Your goal —
The complete set of records below must be repeated precisely as given.

Record excerpts START

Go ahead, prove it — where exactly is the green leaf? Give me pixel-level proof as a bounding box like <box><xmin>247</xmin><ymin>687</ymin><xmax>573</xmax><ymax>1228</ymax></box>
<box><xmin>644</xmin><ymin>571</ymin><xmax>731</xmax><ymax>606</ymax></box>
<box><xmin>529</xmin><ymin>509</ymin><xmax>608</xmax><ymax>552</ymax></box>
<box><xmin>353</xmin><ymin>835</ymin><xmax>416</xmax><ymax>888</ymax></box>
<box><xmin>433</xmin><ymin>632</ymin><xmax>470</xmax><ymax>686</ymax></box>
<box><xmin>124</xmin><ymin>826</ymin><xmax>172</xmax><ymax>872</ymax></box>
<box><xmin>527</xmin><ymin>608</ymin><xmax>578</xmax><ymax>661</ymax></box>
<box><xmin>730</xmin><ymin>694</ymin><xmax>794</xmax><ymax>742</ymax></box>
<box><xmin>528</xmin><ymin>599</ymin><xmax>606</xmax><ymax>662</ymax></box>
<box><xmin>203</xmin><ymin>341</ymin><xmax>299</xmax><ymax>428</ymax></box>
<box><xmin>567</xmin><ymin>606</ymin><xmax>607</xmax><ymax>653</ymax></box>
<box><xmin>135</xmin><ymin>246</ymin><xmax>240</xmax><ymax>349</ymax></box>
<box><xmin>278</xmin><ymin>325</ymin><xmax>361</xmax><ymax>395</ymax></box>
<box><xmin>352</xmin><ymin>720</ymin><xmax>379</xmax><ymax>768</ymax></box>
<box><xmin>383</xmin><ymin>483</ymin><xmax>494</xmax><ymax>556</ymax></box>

Record excerpts END

The completed task —
Go ahead, prove it — where exactly is the green leaf? Give me pixel-level proof as a bounding box like <box><xmin>247</xmin><ymin>687</ymin><xmax>573</xmax><ymax>1228</ymax></box>
<box><xmin>644</xmin><ymin>571</ymin><xmax>731</xmax><ymax>606</ymax></box>
<box><xmin>529</xmin><ymin>509</ymin><xmax>608</xmax><ymax>552</ymax></box>
<box><xmin>353</xmin><ymin>835</ymin><xmax>416</xmax><ymax>888</ymax></box>
<box><xmin>433</xmin><ymin>632</ymin><xmax>470</xmax><ymax>686</ymax></box>
<box><xmin>124</xmin><ymin>826</ymin><xmax>172</xmax><ymax>872</ymax></box>
<box><xmin>527</xmin><ymin>608</ymin><xmax>578</xmax><ymax>661</ymax></box>
<box><xmin>730</xmin><ymin>694</ymin><xmax>794</xmax><ymax>742</ymax></box>
<box><xmin>528</xmin><ymin>599</ymin><xmax>606</xmax><ymax>662</ymax></box>
<box><xmin>203</xmin><ymin>341</ymin><xmax>299</xmax><ymax>428</ymax></box>
<box><xmin>567</xmin><ymin>606</ymin><xmax>607</xmax><ymax>653</ymax></box>
<box><xmin>135</xmin><ymin>246</ymin><xmax>240</xmax><ymax>349</ymax></box>
<box><xmin>278</xmin><ymin>325</ymin><xmax>361</xmax><ymax>395</ymax></box>
<box><xmin>352</xmin><ymin>720</ymin><xmax>379</xmax><ymax>768</ymax></box>
<box><xmin>383</xmin><ymin>483</ymin><xmax>494</xmax><ymax>556</ymax></box>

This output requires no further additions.